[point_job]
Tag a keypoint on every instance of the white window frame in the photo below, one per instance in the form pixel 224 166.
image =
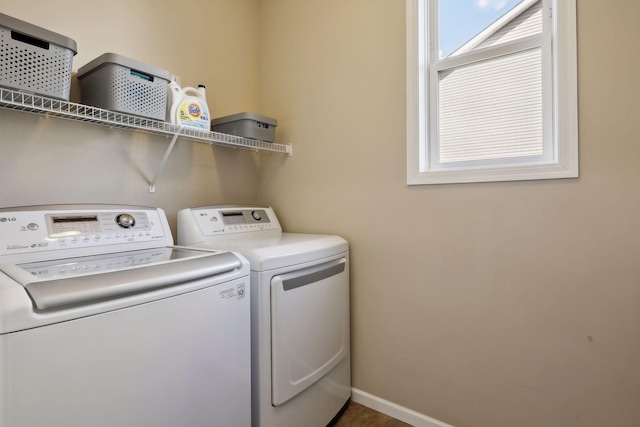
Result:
pixel 561 105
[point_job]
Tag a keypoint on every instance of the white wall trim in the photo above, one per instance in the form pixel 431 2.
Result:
pixel 398 412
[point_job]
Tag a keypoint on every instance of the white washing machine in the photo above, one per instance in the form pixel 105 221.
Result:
pixel 104 323
pixel 300 337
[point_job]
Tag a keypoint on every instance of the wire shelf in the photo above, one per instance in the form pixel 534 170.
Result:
pixel 22 101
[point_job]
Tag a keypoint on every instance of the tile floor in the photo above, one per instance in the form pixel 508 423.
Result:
pixel 357 415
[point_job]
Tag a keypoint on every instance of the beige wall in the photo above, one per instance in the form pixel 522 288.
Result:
pixel 56 161
pixel 472 303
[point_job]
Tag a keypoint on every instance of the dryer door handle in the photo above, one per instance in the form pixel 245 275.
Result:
::::
GOAL: Render the data above as a numbered list with one line per item and no blank lines, and leave the pictures out.

FINAL RESULT:
1. [point_job]
2. Tag a keypoint on every instance of the white window frame in the photo below, one per instance in the form pixel 224 166.
3. image =
4. Result:
5. pixel 561 105
6. [point_job]
7. Tag a keypoint on every instance of the white wall trim in the photo above, one per instance in the form pixel 431 2.
8. Result:
9. pixel 398 412
10. [point_job]
11. Tag a keypoint on every instance of the white washing machine in the photo above, one per instance in the form pixel 105 221.
12. Result:
13. pixel 104 323
14. pixel 300 337
15. [point_job]
16. Tag a keypoint on every instance of the wire shelf in the photo above, one per instance in the form pixel 534 170.
17. Result:
18. pixel 22 101
19. [point_job]
20. Tag a keypoint on every instance of the tile floor in the photo above, one per instance in the form pixel 508 423.
21. Result:
22. pixel 357 415
23. [point_job]
24. Tag a keypoint on every instance of the beige wall in the photo above, one per instance in the form pixel 522 288.
25. Result:
26. pixel 56 161
27. pixel 472 303
28. [point_job]
29. Tag a keypoint on every instance of the dryer door handle in the photo above, one per instance in the form pixel 245 275.
30. Result:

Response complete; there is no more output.